◆ **Text block**

— Start —

# Dealing with Mud



## Rose- (Mar 14, 2016)

What kind of ground cover is suggested in the pen to keep from getting muddy? I don't want to gravel as I feel like it would be too hard on their hooves, but I'm not sure what else to try and figured you all have great solutions already.


----------



## Suzanne_Tyler (Jul 19, 2014)

We've tried leaves, straw and pine straw. Leaves blow away too easily, and if it rains right when you put them down it doesn't work. Straw gets soggy and gross immediately. Pine straw works really well, we just pick up the stuff under our pine trees and put it out. It makes a really nice carpet and doesn't clear away very fast. 

Were you thinking something permanent or temporary?


----------



## Jessica84 (Oct 27, 2011)

Sand might work well. But that depends if you want to put that much money into it. For the most part I do nothing but the goats also have another pen they can go out to if they wish that is nice and grassy. If there's a spot that is really bad I'll get their used bedding or if they have any wasted hay and put there but it's areas like by the water trough or one area that I had to walk threw that would go up to my ankle.


----------



## ShireRidgeFarm (Sep 24, 2015)

My does live in a horse stall and it has a rubber stall mat over a bed of gravel. I think a floor made out of patio bricks or something of the like would work pretty well, too.


----------



## luvmyherd (Apr 9, 2011)

Right now we are just dealing with it. Thank goodness we are getting a break from the rain. The goats do not have it too bad and we make sure they get some pasture time every day to dry out. The chicken coop, on the other hand, got flooded over the weekend and is a mess to tromp through. Thank goodness they roost up high.
Sorry I do not have any real advice.


----------



## NyGoatMom (Jan 26, 2013)

I agree...we just deal with it...how I hate mud season! Especially before spring clean up ...yuck! Hoping our ground dries up before kidding.
I have some sand but it all gets yucky...the poop just piles up on top of the sand so it doesn't matter either way, dirt or sand.


----------



## goathiker (Apr 14, 2011)

My sacrifice pen needs some serious attention this year. What I'm planning to do is scrape all the loose mud off the top and roll in a couple pick up loads of bark dust. I'm also going to install gutters on my outbuildings to help control where the run off goes.

— End —

◆ **Jobs**
a) In the thread on muddy pens, what covers the bed of gravel in the horse stall where ShireRidgeFarm's does live?
b) Rewrite the paragraph beginning "We've tried leaves, straw and pine straw" from the thread on muddy pens as a short list that keeps its main facts.
c) Write the next reply in the thread on muddy pens, following the last post shown.

◆ **Data section**
— Start —

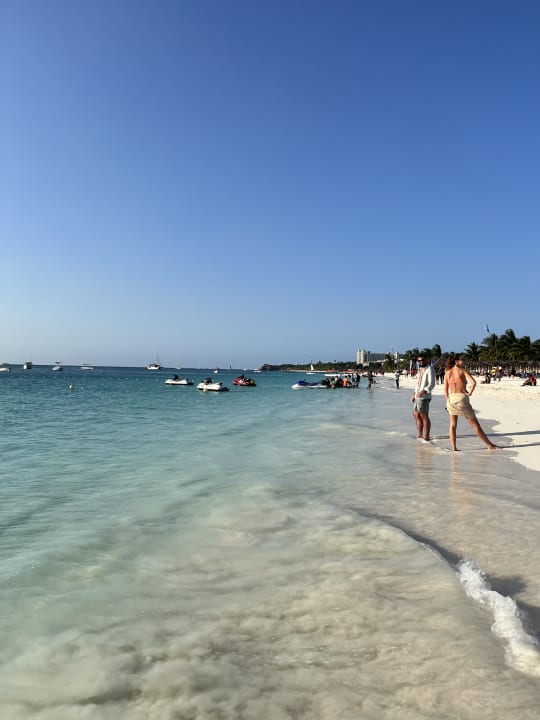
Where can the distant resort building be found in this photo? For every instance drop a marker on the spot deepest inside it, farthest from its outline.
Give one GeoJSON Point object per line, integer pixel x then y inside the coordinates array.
{"type": "Point", "coordinates": [366, 357]}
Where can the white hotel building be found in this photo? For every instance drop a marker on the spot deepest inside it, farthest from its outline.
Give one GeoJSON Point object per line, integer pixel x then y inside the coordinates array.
{"type": "Point", "coordinates": [365, 357]}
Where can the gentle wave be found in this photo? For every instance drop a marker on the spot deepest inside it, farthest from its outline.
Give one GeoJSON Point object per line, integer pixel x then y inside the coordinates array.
{"type": "Point", "coordinates": [522, 649]}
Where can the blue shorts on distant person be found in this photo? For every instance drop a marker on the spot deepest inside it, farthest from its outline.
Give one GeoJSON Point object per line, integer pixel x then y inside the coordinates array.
{"type": "Point", "coordinates": [421, 404]}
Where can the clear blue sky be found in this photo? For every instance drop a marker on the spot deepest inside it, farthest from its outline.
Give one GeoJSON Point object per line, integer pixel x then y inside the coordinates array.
{"type": "Point", "coordinates": [238, 182]}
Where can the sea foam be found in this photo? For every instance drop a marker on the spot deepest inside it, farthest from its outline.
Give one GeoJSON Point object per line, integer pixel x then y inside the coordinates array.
{"type": "Point", "coordinates": [522, 649]}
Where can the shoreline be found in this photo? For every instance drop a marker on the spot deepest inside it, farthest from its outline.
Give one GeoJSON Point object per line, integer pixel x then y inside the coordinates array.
{"type": "Point", "coordinates": [510, 408]}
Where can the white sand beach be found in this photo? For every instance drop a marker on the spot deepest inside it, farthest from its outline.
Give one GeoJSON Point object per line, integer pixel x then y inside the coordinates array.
{"type": "Point", "coordinates": [514, 410]}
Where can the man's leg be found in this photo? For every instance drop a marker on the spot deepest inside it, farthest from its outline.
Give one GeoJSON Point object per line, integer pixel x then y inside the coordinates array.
{"type": "Point", "coordinates": [419, 423]}
{"type": "Point", "coordinates": [426, 424]}
{"type": "Point", "coordinates": [453, 428]}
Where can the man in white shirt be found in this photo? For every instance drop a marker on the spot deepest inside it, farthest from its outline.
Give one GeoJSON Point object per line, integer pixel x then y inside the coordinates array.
{"type": "Point", "coordinates": [421, 399]}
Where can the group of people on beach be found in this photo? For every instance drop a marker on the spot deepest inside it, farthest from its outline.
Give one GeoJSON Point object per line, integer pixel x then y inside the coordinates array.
{"type": "Point", "coordinates": [459, 385]}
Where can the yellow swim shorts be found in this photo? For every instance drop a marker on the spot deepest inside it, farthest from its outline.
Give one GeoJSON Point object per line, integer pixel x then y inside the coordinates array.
{"type": "Point", "coordinates": [459, 404]}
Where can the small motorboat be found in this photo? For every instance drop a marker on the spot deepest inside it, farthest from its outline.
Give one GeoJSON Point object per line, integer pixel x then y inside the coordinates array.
{"type": "Point", "coordinates": [244, 381]}
{"type": "Point", "coordinates": [175, 380]}
{"type": "Point", "coordinates": [304, 385]}
{"type": "Point", "coordinates": [212, 385]}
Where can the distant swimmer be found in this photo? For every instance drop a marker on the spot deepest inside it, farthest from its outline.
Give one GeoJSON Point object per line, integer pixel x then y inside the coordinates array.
{"type": "Point", "coordinates": [459, 385]}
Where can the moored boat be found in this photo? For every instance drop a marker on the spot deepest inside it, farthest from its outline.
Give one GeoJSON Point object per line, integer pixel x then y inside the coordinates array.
{"type": "Point", "coordinates": [244, 381]}
{"type": "Point", "coordinates": [304, 385]}
{"type": "Point", "coordinates": [175, 380]}
{"type": "Point", "coordinates": [209, 385]}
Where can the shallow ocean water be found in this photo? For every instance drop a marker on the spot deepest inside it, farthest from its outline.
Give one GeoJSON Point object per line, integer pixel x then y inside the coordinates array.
{"type": "Point", "coordinates": [262, 553]}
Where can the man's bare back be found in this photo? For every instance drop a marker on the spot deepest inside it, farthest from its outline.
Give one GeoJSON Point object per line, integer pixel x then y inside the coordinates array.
{"type": "Point", "coordinates": [456, 380]}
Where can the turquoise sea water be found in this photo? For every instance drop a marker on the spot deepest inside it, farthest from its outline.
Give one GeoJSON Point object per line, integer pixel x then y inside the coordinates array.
{"type": "Point", "coordinates": [262, 553]}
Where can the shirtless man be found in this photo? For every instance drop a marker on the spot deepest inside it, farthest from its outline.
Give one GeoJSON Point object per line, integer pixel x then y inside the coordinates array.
{"type": "Point", "coordinates": [456, 381]}
{"type": "Point", "coordinates": [421, 399]}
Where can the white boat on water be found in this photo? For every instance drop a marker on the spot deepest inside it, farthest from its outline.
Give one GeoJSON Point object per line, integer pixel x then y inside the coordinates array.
{"type": "Point", "coordinates": [175, 380]}
{"type": "Point", "coordinates": [304, 385]}
{"type": "Point", "coordinates": [209, 385]}
{"type": "Point", "coordinates": [155, 365]}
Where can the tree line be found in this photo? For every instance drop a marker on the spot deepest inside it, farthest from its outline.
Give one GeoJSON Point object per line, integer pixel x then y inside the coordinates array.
{"type": "Point", "coordinates": [506, 348]}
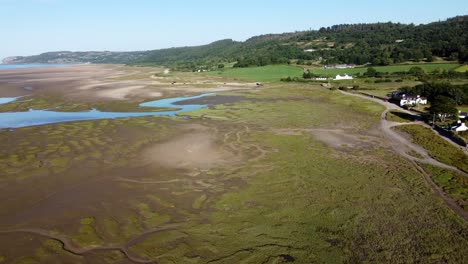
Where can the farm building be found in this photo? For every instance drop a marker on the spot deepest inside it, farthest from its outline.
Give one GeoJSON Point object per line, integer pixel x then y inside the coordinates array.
{"type": "Point", "coordinates": [459, 127]}
{"type": "Point", "coordinates": [462, 115]}
{"type": "Point", "coordinates": [343, 77]}
{"type": "Point", "coordinates": [412, 100]}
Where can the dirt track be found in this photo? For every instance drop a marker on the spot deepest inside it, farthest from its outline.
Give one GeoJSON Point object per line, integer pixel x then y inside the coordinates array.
{"type": "Point", "coordinates": [400, 144]}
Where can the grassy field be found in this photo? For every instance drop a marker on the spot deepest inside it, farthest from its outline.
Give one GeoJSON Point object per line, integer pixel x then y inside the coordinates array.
{"type": "Point", "coordinates": [312, 181]}
{"type": "Point", "coordinates": [453, 184]}
{"type": "Point", "coordinates": [392, 68]}
{"type": "Point", "coordinates": [462, 68]}
{"type": "Point", "coordinates": [463, 108]}
{"type": "Point", "coordinates": [261, 74]}
{"type": "Point", "coordinates": [398, 116]}
{"type": "Point", "coordinates": [438, 148]}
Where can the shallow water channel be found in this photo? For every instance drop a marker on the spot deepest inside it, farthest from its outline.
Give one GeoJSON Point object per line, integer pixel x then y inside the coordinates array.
{"type": "Point", "coordinates": [43, 117]}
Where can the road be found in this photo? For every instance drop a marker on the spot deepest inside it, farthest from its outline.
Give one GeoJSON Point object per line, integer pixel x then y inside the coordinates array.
{"type": "Point", "coordinates": [400, 144]}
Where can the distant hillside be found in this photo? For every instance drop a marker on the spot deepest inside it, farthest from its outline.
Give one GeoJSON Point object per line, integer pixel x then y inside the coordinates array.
{"type": "Point", "coordinates": [377, 44]}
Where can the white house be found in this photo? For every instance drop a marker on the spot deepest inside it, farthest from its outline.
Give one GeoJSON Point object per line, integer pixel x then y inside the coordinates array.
{"type": "Point", "coordinates": [462, 115]}
{"type": "Point", "coordinates": [343, 77]}
{"type": "Point", "coordinates": [320, 78]}
{"type": "Point", "coordinates": [412, 100]}
{"type": "Point", "coordinates": [460, 127]}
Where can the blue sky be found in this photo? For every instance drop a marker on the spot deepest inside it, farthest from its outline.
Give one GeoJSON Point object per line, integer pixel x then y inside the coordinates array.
{"type": "Point", "coordinates": [31, 27]}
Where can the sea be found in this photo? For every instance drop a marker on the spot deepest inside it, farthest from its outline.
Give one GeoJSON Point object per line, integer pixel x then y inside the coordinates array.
{"type": "Point", "coordinates": [26, 66]}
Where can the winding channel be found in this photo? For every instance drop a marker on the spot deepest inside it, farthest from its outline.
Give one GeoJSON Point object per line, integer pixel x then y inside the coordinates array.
{"type": "Point", "coordinates": [43, 117]}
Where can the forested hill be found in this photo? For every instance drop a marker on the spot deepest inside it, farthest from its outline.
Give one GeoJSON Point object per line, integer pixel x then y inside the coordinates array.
{"type": "Point", "coordinates": [378, 44]}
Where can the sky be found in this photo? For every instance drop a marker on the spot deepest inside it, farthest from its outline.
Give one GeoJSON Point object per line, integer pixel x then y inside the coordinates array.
{"type": "Point", "coordinates": [30, 27]}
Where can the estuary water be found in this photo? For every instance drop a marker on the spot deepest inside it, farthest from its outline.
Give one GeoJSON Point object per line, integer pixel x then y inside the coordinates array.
{"type": "Point", "coordinates": [26, 66]}
{"type": "Point", "coordinates": [43, 117]}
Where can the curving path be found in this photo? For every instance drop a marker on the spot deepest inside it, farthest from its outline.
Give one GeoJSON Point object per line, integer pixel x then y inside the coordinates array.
{"type": "Point", "coordinates": [400, 143]}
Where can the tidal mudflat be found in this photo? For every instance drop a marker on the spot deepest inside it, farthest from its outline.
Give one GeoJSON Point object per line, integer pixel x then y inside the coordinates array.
{"type": "Point", "coordinates": [273, 174]}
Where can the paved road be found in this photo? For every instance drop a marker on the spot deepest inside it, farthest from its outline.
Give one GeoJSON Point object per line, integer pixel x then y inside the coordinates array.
{"type": "Point", "coordinates": [400, 144]}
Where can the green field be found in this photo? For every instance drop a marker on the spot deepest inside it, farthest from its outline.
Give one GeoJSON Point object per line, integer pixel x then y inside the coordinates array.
{"type": "Point", "coordinates": [261, 74]}
{"type": "Point", "coordinates": [463, 108]}
{"type": "Point", "coordinates": [463, 68]}
{"type": "Point", "coordinates": [397, 116]}
{"type": "Point", "coordinates": [453, 184]}
{"type": "Point", "coordinates": [390, 69]}
{"type": "Point", "coordinates": [308, 179]}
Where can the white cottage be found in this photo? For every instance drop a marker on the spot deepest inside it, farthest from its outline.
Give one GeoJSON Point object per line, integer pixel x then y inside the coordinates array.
{"type": "Point", "coordinates": [460, 127]}
{"type": "Point", "coordinates": [343, 77]}
{"type": "Point", "coordinates": [412, 100]}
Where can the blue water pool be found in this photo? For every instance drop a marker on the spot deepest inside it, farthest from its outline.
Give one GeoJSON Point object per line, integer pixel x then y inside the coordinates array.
{"type": "Point", "coordinates": [42, 117]}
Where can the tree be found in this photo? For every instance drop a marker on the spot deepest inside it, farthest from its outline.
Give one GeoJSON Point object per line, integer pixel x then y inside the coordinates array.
{"type": "Point", "coordinates": [371, 72]}
{"type": "Point", "coordinates": [443, 106]}
{"type": "Point", "coordinates": [417, 72]}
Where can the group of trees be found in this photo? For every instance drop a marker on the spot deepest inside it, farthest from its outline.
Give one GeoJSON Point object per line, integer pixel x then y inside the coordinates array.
{"type": "Point", "coordinates": [443, 96]}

— End —

◆ **Results in order**
a) A rubber stall mat.

b)
- Leaves: blow away too easily, and fail if it rains right after they are put down.
- Straw: gets soggy and gross immediately.
- Pine straw: works really well; it is gathered from under their pine trees, makes a nice carpet and doesn't clear away very fast.

c)
----------



## Greybird (May 14, 2014)

I dug shallow trenches along the edge of the fence to try to keep the river of runoff from completely covering their main paddock area but I think some of it is still managing to seep under their shelter. I also built a raised walkway using some heavy wooden beams on cement blocks so that they can cross the worst part of the mud without wading in it. 
And the rain keeps coming down . . . 
I have some used 8x16 patio blocks and I'm deciding whether I should give them to the goats or the chickens, or maybe divide them between the two groups. 
I'm afraid they might just sink into the mud and vanish in the goat's paddock, but maybe they will leave some firmer areas even if they go below the surface.
I don't know . . . I am SO sick of the rain and mud.


----------



## luvmyherd (Apr 9, 2011)

As a Californian who has dealt with drought for so many years I am really trying not to complain. When I pulled out my mud boots I realized I have not used them for 3 years! I got kind of spoiled but, of course, we need the water. We had to muck out the barn yesterday and what a soggy mess it was. What with moms and babies spending a lot of time inside.

>>>I'm also going to install gutters on my outbuildings to help control where the run off goes.<<<
My DH mentioned doing this as well. 

We are getting a few nice days to dry out luckily. Hope you all get a break too.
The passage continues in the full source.